## EXERCISE
Once the pictures are set aside, copy the records below exactly as they stand.

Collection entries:
┌──

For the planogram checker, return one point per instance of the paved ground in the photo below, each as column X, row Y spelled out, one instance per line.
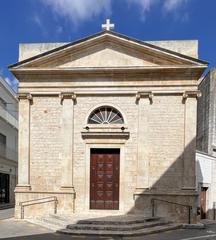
column 21, row 230
column 6, row 213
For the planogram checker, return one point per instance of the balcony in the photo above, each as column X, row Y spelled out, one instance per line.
column 8, row 153
column 4, row 114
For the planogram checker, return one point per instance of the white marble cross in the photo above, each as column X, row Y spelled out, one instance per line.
column 108, row 26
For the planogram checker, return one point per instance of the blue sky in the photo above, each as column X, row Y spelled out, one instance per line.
column 29, row 21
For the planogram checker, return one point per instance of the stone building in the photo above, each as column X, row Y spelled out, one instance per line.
column 206, row 145
column 107, row 123
column 8, row 143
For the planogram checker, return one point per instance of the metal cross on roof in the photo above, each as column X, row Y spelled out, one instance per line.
column 108, row 26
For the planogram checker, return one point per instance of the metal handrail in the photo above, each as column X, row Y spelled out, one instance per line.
column 175, row 203
column 42, row 200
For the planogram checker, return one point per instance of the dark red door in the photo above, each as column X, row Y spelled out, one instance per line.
column 104, row 178
column 203, row 202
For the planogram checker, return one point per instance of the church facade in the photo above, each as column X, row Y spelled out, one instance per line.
column 107, row 125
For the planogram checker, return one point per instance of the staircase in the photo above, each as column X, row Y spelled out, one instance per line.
column 125, row 225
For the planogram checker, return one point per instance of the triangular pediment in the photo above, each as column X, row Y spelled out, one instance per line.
column 107, row 49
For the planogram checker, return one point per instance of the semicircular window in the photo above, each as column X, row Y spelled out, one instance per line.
column 105, row 115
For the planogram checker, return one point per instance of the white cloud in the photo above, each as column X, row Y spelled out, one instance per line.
column 144, row 4
column 78, row 10
column 170, row 5
column 12, row 82
column 167, row 6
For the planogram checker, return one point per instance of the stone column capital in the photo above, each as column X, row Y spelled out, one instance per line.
column 67, row 95
column 25, row 96
column 140, row 95
column 191, row 94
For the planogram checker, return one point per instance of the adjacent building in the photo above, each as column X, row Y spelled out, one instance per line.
column 107, row 124
column 206, row 145
column 8, row 142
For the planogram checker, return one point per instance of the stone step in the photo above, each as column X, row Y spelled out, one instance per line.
column 116, row 227
column 145, row 231
column 124, row 221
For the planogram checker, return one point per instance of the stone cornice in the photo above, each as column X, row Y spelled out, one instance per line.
column 25, row 96
column 140, row 95
column 191, row 94
column 111, row 71
column 67, row 95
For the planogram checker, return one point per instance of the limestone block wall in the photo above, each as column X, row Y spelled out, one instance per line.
column 45, row 144
column 164, row 140
column 203, row 116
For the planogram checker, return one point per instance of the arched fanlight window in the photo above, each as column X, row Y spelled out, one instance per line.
column 105, row 115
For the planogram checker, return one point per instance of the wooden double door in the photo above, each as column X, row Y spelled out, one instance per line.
column 104, row 179
column 4, row 188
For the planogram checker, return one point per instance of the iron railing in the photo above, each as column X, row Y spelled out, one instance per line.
column 174, row 203
column 38, row 201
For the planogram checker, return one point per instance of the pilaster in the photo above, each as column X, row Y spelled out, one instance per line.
column 67, row 101
column 25, row 101
column 190, row 124
column 144, row 100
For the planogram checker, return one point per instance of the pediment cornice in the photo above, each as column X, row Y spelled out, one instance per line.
column 107, row 38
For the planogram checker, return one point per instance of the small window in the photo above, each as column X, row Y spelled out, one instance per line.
column 105, row 115
column 2, row 139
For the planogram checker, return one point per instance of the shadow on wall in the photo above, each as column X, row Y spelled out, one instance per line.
column 173, row 200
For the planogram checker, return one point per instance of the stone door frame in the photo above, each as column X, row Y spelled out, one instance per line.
column 121, row 177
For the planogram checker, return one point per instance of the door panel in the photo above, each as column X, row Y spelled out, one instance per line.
column 104, row 178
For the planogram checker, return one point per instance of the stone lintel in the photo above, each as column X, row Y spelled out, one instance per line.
column 67, row 95
column 140, row 95
column 23, row 96
column 105, row 135
column 189, row 188
column 191, row 94
column 21, row 188
column 68, row 189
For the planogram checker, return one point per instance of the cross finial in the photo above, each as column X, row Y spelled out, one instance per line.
column 108, row 26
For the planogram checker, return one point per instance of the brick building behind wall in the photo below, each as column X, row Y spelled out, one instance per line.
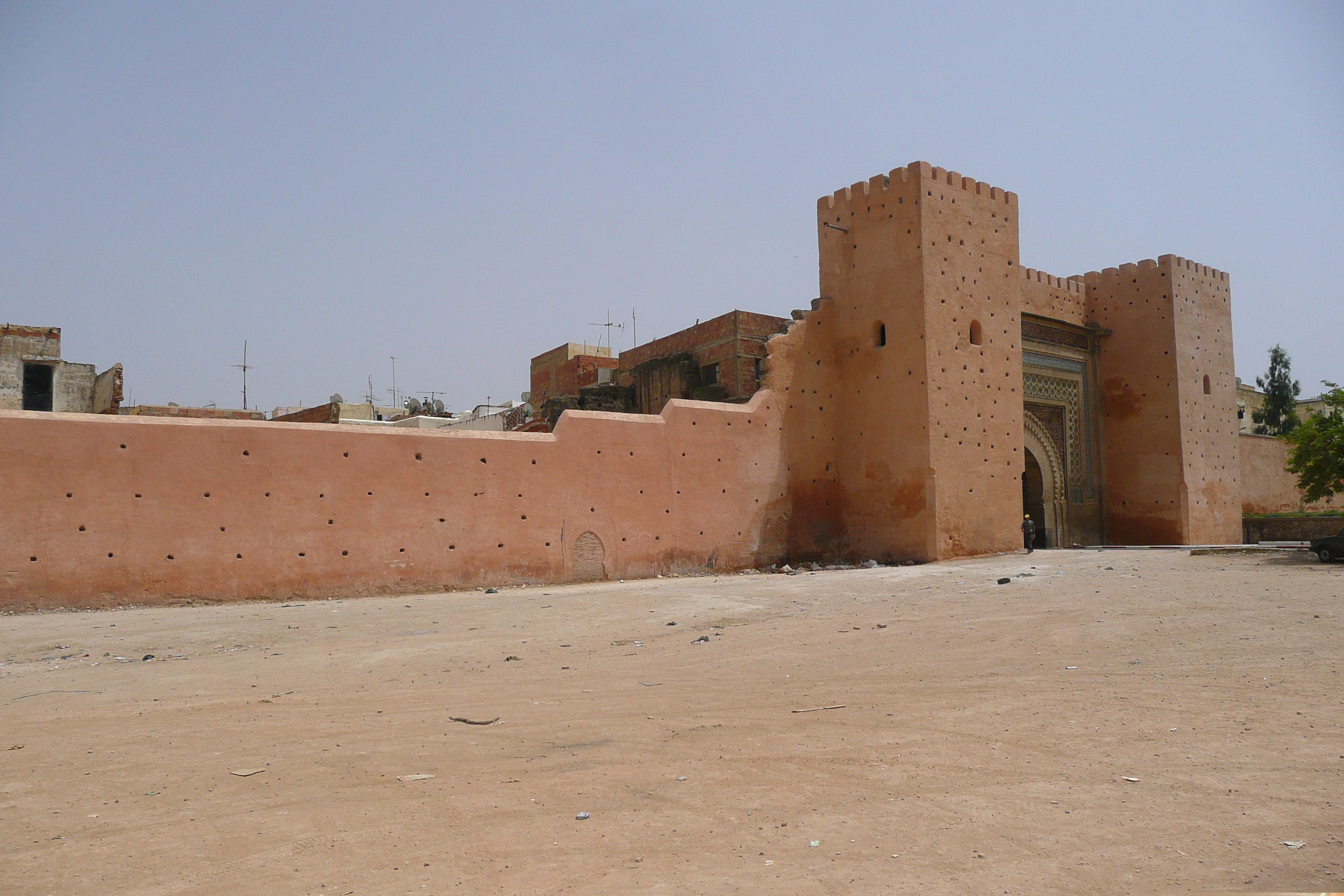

└──

## YOUR RESPONSE
For the planogram checker, return one point per instance of the paved ground in the photo below, each as column X, row Y spelled out, one instance per line.
column 21, row 230
column 6, row 213
For the planogram checker, return one point per instance of the balcony in the photo above, each as column X, row Y spelled out, one instance per line.
column 8, row 153
column 4, row 114
For the planogram checker, return one point per instance of the white marble cross in the photo above, each as column X, row Y spelled out, one instance per line.
column 108, row 26
For the planogram checker, return one point per instance of the blue sky in the photo above, each as column X, row Y spelled out, one instance per line.
column 29, row 21
For the planogram checker, return one point per instance of the stone building in the photo above, each as column X, row Y spelled out, one instance per line.
column 206, row 145
column 107, row 123
column 8, row 143
For the planogram checker, return one point per instance of the metal cross on roof in the photo above, each as column X, row Y spelled out, one instance per line.
column 108, row 26
For the planogram checker, return one point per instance of the metal handrail in the photo above, each as column X, row Y spelled out, one instance per line.
column 175, row 203
column 42, row 200
For the planogram checker, return one point per instance of the dark red door in the photo above, each as column X, row Y spelled out, one instance per line.
column 104, row 178
column 203, row 202
For the planogram checker, return one point per instance of the church facade in the photo above, each as column X, row Y spelled out, one instance per line.
column 107, row 125
For the planogram checker, return one point per instance of the staircase in the photo above, each as column X, row Y spelled out, one instance per line.
column 125, row 225
For the planogram checker, return one point per instance of the triangular pediment in the photo above, each as column X, row Y spelled out, one instance per line.
column 107, row 49
For the planogram checker, return one point per instance of the semicircular window in the photo above, each as column X, row Y spelled out, one instance per line.
column 105, row 115
For the planogram checker, return one point per instance of the white cloud in the photo above, each as column X, row Y spelled out, one instance per line.
column 144, row 4
column 78, row 10
column 170, row 5
column 12, row 82
column 167, row 6
For the planogram checker, return one point per instance of the stone column capital in the photo above, each as column X, row Y spelled out, one instance per line.
column 67, row 95
column 25, row 96
column 140, row 95
column 191, row 94
For the planogram checker, return one point per instance of the adjacent building in the photo above, each as column X, row Y spelled out, one instance per line.
column 107, row 124
column 206, row 145
column 8, row 142
For the planogram checker, return one point per instance of the stone step in the photo above, each as column X, row Y spelled out, one instance per line.
column 116, row 227
column 145, row 231
column 124, row 221
For the planogram checker, return one point per instance of the stone cornice in the photo above, each as column X, row Y spelled out, one instance per line.
column 25, row 96
column 140, row 95
column 191, row 94
column 111, row 71
column 67, row 95
For the planogram checker, return one point per instance of the limestone block wall in the photo above, each as column X, row Y spelled out, one instance per line.
column 45, row 144
column 164, row 140
column 203, row 116
For the planogram checker, return one point per instance of the arched fanlight window in the photo above, each as column X, row Y spelled out, one instance per line.
column 105, row 115
For the planogram checker, return one point per instance of the wooden double door in the photo above, each as column X, row Y spelled out, one instance per line.
column 104, row 179
column 4, row 188
For the planogram checker, return one point per instance of the iron railing in the photo above, each as column X, row Y spelled out, one instance per line.
column 174, row 203
column 38, row 201
For the planogram checker, return one point per instance of the pilaster in the photo above, each as column X, row Y spelled out, one instance per line.
column 67, row 101
column 25, row 101
column 190, row 124
column 144, row 100
For the planogram checker, return one point per instance of the pediment cornice in the photo above, each as column X, row Y spelled out, one instance per line.
column 107, row 38
For the planogram checker, return one point per instance of the small window in the photo above, each as column X, row Y spelled out, one instance per line.
column 105, row 115
column 2, row 139
For the planogram checker, return one point per instance of the shadow on wall in the photo above, each as column X, row Y spelled out, one instance per line.
column 173, row 200
For the planogram checker, return one point per instance of the stone door frame in the photo above, each as column X, row Y spelled out, one instance per line.
column 121, row 177
For the planogram checker, return one point per instance of the door panel in the photo above, each as column X, row Y spelled out, one instance per line.
column 104, row 178
For the planogram checker, return one point per instance of the stone lintel in the photo above, each as column X, row Y spelled out, one instance per line.
column 67, row 95
column 140, row 95
column 23, row 96
column 105, row 135
column 189, row 188
column 191, row 94
column 21, row 188
column 68, row 189
For the planogram checker, return one point per instance of the cross finial in the photo above, each as column X, row Y spelled out, one instance per line.
column 108, row 26
For the planogram checker, return one point per instance of the brick building behind wall in the photo below, each as column X, row Y spelled out, one instance per line.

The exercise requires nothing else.